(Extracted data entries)
+===+
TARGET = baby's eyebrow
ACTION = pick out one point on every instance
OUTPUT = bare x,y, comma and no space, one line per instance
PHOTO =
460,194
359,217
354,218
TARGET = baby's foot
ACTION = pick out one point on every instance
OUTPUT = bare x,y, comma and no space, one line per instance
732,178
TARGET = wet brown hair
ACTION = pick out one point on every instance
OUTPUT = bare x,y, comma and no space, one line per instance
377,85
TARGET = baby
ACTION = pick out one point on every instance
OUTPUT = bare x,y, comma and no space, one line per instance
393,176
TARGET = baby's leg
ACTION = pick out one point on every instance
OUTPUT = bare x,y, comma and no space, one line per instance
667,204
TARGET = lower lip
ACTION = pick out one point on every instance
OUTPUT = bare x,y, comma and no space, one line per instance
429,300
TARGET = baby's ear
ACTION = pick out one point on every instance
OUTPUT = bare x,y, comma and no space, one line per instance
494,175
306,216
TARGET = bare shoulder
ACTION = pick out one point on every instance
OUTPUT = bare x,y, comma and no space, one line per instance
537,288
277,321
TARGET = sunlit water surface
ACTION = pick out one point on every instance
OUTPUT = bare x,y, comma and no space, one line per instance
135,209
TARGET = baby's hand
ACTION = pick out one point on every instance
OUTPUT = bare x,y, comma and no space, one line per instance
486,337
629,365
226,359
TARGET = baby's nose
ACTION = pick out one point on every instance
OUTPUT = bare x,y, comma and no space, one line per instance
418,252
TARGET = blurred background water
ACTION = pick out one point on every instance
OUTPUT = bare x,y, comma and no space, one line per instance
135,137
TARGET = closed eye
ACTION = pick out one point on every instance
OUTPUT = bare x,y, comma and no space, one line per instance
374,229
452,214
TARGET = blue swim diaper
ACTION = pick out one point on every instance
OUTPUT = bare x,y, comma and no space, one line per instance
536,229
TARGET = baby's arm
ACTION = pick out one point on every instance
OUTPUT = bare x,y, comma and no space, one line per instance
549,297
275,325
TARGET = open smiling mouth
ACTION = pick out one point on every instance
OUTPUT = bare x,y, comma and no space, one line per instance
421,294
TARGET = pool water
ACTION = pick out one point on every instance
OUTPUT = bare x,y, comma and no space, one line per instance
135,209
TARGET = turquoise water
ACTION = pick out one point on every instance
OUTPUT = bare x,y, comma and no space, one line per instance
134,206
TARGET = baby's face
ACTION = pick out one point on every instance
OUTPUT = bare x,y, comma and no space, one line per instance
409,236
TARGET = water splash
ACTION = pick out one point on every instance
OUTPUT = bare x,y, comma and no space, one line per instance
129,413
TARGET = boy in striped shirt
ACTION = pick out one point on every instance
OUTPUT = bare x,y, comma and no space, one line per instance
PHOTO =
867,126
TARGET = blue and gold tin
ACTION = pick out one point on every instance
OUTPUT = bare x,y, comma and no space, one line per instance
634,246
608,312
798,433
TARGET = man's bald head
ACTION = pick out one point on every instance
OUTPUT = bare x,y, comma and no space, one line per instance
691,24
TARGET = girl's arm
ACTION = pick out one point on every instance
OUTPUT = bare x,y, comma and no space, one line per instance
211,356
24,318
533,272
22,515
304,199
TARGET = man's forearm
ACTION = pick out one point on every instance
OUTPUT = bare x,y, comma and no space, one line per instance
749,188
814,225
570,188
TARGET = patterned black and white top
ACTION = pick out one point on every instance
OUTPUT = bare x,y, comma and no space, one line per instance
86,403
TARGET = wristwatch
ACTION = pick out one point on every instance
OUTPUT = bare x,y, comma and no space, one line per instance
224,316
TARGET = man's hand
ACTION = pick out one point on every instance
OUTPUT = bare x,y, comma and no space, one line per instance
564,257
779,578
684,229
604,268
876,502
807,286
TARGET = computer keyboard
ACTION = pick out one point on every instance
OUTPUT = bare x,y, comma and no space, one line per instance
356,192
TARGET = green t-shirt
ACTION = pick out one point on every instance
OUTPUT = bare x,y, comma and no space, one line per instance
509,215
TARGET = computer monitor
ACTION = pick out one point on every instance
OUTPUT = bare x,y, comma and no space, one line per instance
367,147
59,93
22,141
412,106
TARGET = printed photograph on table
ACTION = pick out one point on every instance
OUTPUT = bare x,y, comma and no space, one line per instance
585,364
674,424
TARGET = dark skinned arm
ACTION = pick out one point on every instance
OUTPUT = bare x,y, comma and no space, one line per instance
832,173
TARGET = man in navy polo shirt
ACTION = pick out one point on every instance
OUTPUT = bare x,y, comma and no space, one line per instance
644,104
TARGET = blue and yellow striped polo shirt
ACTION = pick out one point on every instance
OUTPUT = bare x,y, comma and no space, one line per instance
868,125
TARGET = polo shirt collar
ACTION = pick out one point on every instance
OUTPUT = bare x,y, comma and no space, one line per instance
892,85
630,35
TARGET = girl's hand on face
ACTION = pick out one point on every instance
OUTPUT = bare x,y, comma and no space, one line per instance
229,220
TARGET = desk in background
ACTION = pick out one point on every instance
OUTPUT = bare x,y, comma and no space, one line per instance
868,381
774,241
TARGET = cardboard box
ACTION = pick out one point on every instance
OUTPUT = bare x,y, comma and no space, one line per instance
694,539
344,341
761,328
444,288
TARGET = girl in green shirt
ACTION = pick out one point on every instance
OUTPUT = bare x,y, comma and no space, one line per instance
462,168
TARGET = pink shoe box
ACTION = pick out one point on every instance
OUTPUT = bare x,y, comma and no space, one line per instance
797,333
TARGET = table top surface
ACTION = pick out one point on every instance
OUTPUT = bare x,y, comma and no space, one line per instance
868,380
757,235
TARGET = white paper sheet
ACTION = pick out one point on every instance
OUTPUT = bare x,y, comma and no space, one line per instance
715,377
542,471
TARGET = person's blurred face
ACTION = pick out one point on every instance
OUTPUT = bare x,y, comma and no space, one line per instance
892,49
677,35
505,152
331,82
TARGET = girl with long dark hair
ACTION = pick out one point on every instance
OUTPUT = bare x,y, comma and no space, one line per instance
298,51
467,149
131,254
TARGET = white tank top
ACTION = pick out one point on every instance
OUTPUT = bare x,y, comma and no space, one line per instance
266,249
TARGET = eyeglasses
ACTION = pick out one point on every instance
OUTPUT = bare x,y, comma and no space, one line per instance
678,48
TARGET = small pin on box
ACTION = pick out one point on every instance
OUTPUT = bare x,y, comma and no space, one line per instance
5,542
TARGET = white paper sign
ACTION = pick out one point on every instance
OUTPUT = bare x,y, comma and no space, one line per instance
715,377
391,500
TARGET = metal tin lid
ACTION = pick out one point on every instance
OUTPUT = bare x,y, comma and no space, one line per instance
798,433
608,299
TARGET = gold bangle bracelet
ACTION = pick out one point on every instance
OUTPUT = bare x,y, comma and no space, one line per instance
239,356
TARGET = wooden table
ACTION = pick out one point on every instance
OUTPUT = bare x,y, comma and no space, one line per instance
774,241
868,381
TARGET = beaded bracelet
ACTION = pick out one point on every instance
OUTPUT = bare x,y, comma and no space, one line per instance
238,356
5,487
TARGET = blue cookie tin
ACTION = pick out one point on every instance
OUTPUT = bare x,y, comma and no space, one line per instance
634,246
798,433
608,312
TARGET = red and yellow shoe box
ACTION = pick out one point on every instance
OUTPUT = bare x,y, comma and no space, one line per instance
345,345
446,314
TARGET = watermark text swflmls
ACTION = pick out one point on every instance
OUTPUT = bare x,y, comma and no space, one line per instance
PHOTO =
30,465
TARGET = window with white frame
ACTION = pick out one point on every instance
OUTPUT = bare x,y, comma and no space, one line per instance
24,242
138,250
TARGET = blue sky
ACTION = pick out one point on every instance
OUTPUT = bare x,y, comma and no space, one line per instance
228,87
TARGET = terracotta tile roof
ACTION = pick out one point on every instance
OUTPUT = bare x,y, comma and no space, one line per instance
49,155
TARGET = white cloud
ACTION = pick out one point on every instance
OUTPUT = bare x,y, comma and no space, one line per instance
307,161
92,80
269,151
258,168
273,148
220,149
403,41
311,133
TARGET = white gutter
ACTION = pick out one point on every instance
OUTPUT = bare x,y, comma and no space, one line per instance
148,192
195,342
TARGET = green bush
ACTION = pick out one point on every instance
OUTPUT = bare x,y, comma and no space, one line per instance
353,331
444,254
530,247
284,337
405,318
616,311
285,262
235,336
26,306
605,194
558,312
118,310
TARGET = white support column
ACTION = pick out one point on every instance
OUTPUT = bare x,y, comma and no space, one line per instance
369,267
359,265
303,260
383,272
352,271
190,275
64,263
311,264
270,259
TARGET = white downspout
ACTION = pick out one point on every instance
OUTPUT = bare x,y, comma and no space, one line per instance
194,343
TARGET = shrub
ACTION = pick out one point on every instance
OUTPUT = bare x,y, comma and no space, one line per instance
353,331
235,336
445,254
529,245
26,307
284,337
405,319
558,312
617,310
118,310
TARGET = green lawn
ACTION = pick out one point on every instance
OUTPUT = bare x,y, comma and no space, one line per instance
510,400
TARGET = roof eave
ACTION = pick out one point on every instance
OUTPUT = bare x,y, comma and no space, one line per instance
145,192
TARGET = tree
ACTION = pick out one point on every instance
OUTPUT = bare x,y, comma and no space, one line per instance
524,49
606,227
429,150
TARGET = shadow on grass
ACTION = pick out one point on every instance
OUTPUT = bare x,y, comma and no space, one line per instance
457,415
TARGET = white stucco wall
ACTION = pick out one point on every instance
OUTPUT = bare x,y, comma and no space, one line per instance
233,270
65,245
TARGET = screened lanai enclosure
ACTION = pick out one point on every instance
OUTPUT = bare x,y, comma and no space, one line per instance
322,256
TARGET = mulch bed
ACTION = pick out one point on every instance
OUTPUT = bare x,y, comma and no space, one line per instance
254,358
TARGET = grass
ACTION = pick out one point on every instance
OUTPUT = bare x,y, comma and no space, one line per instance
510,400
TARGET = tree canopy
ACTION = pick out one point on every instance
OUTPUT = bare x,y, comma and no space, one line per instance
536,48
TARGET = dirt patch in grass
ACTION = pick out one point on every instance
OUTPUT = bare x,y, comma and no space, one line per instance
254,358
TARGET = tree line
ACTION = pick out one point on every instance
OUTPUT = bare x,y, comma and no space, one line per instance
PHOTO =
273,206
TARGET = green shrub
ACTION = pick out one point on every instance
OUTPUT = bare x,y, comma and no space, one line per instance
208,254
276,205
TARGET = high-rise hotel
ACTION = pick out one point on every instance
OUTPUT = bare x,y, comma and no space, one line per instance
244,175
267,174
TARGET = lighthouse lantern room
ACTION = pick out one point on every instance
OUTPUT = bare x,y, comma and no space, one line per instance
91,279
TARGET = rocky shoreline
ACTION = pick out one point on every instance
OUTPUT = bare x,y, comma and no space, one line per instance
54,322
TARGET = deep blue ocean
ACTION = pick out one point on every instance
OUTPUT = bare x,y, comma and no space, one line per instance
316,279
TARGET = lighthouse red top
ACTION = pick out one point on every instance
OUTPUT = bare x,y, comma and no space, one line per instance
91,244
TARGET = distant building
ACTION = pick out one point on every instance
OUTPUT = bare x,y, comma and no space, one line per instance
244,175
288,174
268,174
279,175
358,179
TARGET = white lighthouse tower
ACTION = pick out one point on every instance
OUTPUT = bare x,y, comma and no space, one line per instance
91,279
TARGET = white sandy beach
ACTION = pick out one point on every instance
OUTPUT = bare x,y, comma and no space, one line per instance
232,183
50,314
+===+
#### Short exercise:
Convert the records, from the line containing "TARGET = lighthouse lantern room" through the end of the records, into a two-column CSV whose header is instruction,response. Give each record its own row, placing its text and its answer each in a single quoted field with line breaks replaced by spaces.

#### The answer:
instruction,response
"TARGET = lighthouse lantern room ACTION = pick out one point on every instance OUTPUT = bare x,y, comma and no space, one line per instance","91,279"
"TARGET = rocky shoreline ACTION = pick out one point on every instance OUTPUT = bare x,y, comma and no space, one line per instance","54,322"
"TARGET = deep blue ocean ACTION = pick out one point on every instance OUTPUT = bare x,y, comma and no space, one line per instance","316,279"
"TARGET = lighthouse red top ACTION = pick out one point on every instance OUTPUT = bare x,y, comma and no space, one line per instance","91,244"
"TARGET = distant building ACTION = pick out one point on every instance OUTPUT = bare x,y, comma and no space, one line per instance","244,175 288,174 268,174 279,175 358,179"
"TARGET = white lighthouse tower ACTION = pick out one point on every instance OUTPUT = bare x,y, comma and no space, one line per instance","91,279"
"TARGET = white sandy beach ACTION = pick out one point on every instance OUTPUT = bare x,y, comma and no space, one line per instance","232,183 50,314"